▶ _PASSAGE_:
*** Block opens ***
Step up efforts to block synthetic opioid sales

Death at $40 a gram and it’s available on the internet with a few keystrokes and a credit card. Legally.

That’s the disturbing news here in Racine County and across the country over the “new” influx of a synthetic opioid called U-47700 that already is sending people to the morgue in several states with overdoses.

That includes the deaths of two men here in Racine County this summer, according to Racine County Medical Examiner Michael Payne, who put the drug’s effects simply enough: “U-47700 will kill you. It’s something to be considered at this point to be a health hazard to people who elect to try this or use this.”

That’s echoed by Michael Bell, the Drug Enforcement Administration’s Milwaukee assistant special agent in charge, who told a Journal Times reporter, “Experimenting with them (synthetic opioids) is like playing Russian roulette. You don’t know what you are getting and the first time could be the last.”

The drug, which is reportedly eight times more potent than morphine, has caused an estimated 50 overdose deaths in the United States in recent months and has states scrambling to add it to their controlled substances list.

Three states - Ohio, Wyoming and Georgia - have already done so and Wisconsin’s Controlled Substances Board is slated to take up possible “scheduling” of U-47700, but not until its meeting on Sept. 20.

That seems to us to be a bit slow on the response, but it points out the difficulties at both the state and federal levels in dealing with synthetic drugs that are continually being tweaked and having their formulas changed just slightly from drugs that are on the controlled substance list and banned from being sold or possessed.
*** Block closes ***
▶ _Referring expression data_:
*** Block opens ***
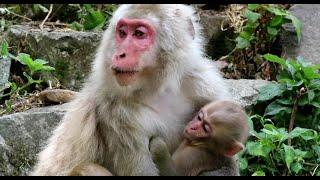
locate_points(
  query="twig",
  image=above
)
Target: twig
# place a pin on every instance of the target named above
(45, 19)
(18, 15)
(294, 111)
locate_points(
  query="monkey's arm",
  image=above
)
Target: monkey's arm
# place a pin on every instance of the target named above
(162, 157)
(204, 84)
(73, 142)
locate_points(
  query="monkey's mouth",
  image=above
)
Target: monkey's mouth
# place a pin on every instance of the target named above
(125, 77)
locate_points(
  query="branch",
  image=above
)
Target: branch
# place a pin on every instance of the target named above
(45, 19)
(294, 111)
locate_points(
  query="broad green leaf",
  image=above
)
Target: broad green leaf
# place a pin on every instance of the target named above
(93, 19)
(315, 104)
(304, 100)
(41, 61)
(245, 35)
(242, 43)
(4, 49)
(296, 167)
(48, 68)
(252, 16)
(270, 91)
(289, 155)
(311, 95)
(314, 84)
(276, 20)
(243, 163)
(297, 24)
(25, 59)
(277, 11)
(257, 149)
(253, 6)
(272, 31)
(310, 73)
(306, 134)
(274, 58)
(258, 173)
(275, 108)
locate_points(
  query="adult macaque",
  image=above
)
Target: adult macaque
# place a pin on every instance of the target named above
(149, 75)
(212, 138)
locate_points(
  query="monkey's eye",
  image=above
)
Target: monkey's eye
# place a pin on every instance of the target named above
(140, 32)
(122, 31)
(200, 116)
(206, 128)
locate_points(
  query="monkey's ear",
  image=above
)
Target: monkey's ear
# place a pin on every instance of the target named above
(234, 149)
(191, 28)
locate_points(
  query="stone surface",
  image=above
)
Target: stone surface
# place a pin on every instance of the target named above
(70, 52)
(4, 71)
(309, 15)
(23, 134)
(215, 38)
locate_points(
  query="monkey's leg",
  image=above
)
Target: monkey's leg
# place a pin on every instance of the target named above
(162, 157)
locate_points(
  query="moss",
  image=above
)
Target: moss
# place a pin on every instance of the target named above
(20, 158)
(62, 69)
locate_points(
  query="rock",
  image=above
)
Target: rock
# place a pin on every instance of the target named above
(70, 52)
(244, 91)
(216, 41)
(4, 71)
(309, 16)
(23, 134)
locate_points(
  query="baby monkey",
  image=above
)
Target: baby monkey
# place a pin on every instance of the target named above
(211, 140)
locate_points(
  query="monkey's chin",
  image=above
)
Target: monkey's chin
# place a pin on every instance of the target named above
(126, 79)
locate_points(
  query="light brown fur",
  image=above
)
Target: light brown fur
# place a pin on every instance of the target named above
(110, 124)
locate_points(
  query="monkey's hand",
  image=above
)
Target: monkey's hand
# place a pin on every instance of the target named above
(162, 157)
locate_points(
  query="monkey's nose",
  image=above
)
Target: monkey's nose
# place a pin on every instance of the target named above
(123, 55)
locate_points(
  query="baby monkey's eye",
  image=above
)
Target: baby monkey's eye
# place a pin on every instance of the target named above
(206, 128)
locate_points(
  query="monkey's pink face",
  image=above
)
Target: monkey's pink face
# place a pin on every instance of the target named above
(199, 127)
(134, 38)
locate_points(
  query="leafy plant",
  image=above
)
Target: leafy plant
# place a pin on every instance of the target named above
(91, 18)
(267, 153)
(33, 66)
(286, 137)
(263, 18)
(260, 34)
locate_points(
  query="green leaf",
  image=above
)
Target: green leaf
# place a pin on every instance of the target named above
(296, 167)
(4, 49)
(272, 31)
(275, 108)
(242, 43)
(245, 35)
(311, 95)
(252, 16)
(258, 173)
(243, 163)
(274, 58)
(289, 155)
(41, 61)
(314, 84)
(48, 68)
(270, 91)
(297, 24)
(306, 134)
(276, 21)
(257, 149)
(93, 19)
(310, 73)
(25, 59)
(277, 11)
(253, 6)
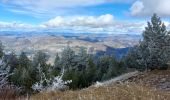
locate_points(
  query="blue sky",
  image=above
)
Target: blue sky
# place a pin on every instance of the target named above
(109, 16)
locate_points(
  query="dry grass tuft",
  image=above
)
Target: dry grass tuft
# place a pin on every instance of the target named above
(129, 91)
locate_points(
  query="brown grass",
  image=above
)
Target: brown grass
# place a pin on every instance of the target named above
(117, 92)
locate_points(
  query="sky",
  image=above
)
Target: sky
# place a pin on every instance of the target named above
(81, 16)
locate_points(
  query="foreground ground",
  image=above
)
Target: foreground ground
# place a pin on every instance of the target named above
(154, 85)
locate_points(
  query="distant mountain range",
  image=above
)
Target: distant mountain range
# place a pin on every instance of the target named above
(52, 43)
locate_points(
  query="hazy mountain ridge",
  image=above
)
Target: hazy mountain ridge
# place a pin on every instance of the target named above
(52, 43)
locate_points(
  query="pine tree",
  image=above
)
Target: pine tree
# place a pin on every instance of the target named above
(67, 58)
(40, 60)
(1, 50)
(153, 51)
(24, 75)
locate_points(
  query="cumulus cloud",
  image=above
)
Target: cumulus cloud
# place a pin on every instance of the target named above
(41, 8)
(91, 21)
(94, 24)
(148, 7)
(80, 24)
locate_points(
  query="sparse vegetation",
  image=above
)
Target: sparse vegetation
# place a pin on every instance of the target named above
(72, 70)
(153, 52)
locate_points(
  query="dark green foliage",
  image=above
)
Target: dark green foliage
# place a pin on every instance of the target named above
(79, 67)
(108, 67)
(1, 49)
(153, 52)
(40, 60)
(24, 75)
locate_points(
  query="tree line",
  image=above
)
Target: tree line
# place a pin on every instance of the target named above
(152, 52)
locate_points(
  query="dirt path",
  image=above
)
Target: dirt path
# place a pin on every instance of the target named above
(118, 79)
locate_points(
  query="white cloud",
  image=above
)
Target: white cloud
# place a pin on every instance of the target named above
(94, 24)
(148, 7)
(90, 21)
(80, 24)
(43, 8)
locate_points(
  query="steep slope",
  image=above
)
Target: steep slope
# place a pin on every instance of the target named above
(132, 86)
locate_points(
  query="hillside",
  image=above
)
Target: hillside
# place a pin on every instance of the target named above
(152, 85)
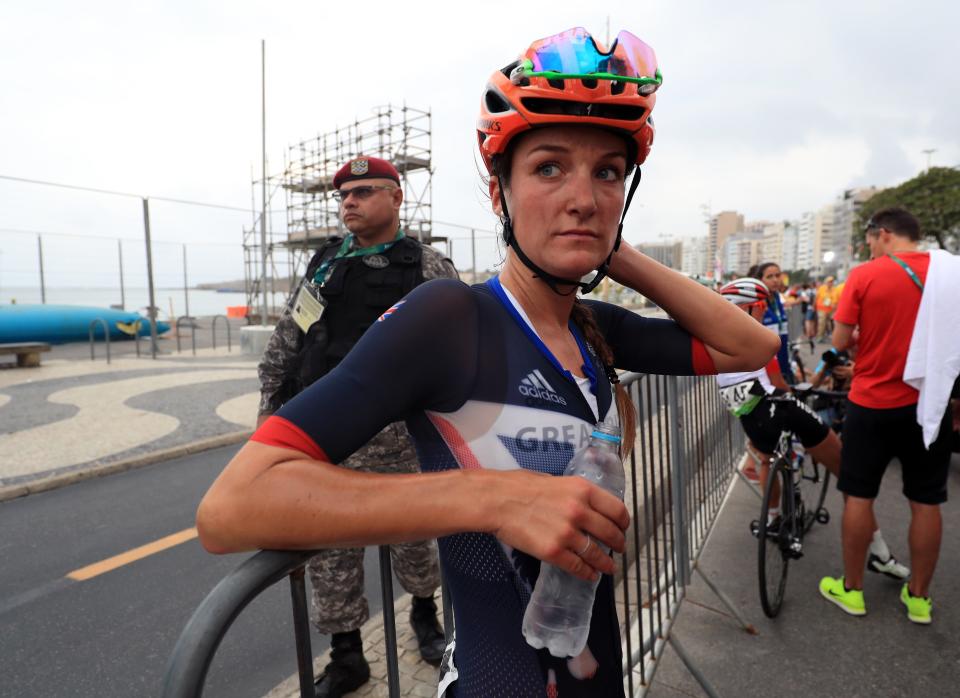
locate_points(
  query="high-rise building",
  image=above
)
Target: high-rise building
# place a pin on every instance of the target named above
(741, 251)
(669, 254)
(721, 226)
(806, 233)
(695, 258)
(772, 250)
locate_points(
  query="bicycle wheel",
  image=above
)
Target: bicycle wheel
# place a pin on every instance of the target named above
(774, 557)
(814, 483)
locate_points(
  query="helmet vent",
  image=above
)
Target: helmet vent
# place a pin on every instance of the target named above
(495, 103)
(620, 112)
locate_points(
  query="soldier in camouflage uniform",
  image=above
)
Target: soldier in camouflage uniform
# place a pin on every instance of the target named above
(348, 284)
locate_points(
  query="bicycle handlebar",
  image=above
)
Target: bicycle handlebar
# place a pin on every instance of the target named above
(805, 389)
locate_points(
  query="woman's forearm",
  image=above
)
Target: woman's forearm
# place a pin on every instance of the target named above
*** Block closes ***
▶ _PROBLEM 1_: Return the part of the passage on the synthetic opioid U-47700 starting with "That seems to" and going on through "sold or possessed.".
▶ _PROBLEM 2_: How would you put this sentence from the passage on the synthetic opioid U-47700 into Spanish: "The drug, which is reportedly eight times more potent than morphine, has caused an estimated 50 overdose deaths in the United States in recent months and has states scrambling to add it to their controlled substances list."?
▶ _PROBLEM 3_: How does the passage on the synthetic opioid U-47700 go on? Write what comes next, picking up right after its last sentence.

▶ _EXERCISE RESPONSE 1_:
That seems to us to be a bit slow on the response, but it points out the difficulties at both the state and federal levels in dealing with synthetic drugs that are continually being tweaked and having their formulas changed just slightly from drugs that are on the controlled substance list and banned from being sold or possessed.

▶ _EXERCISE RESPONSE 2_: La droga, que según se informa es ocho veces más potente que la morfina, ha causado unas 50 muertes por sobredosis en Estados Unidos en los últimos meses y tiene a los estados apresurándose para añadirla a su lista de sustancias controladas.

▶ _EXERCISE RESPONSE 3_:
The U in the name U-47700 stands for Upjohn pharmaceuticals which developed the drug back in the 1970s in a search for a pain-killer that was less addictive and didn’t affect the respiratory system as much.

According to news reports, it was one of many such drugs developed and patented by the since-acquired pharmaceutical company, but not necessarily put into production.

Today chemical companies - mainly in China - are searching through patent records and scientific literature from that time to find those formulas and how to produce them and then marketing the drug online.

When a “new” synthetic drug is banned, those chemical companies move on to market a new one, which always leaves law enforcement and public health agencies operating from behind.

That is not to say the government of China has not cooperated with the U.S. - according to an Associated Press report China banned 116 new psychoactive substances last year at the urging of the United States.

That’s a porous system that needs to be addressed by Congress at the federal level to better control these death-dealing drugs that are too easily marketed online.

Wisconsin, meanwhile, should expedite its system of scheduling and banning once-off drugs before the body count continues to rise.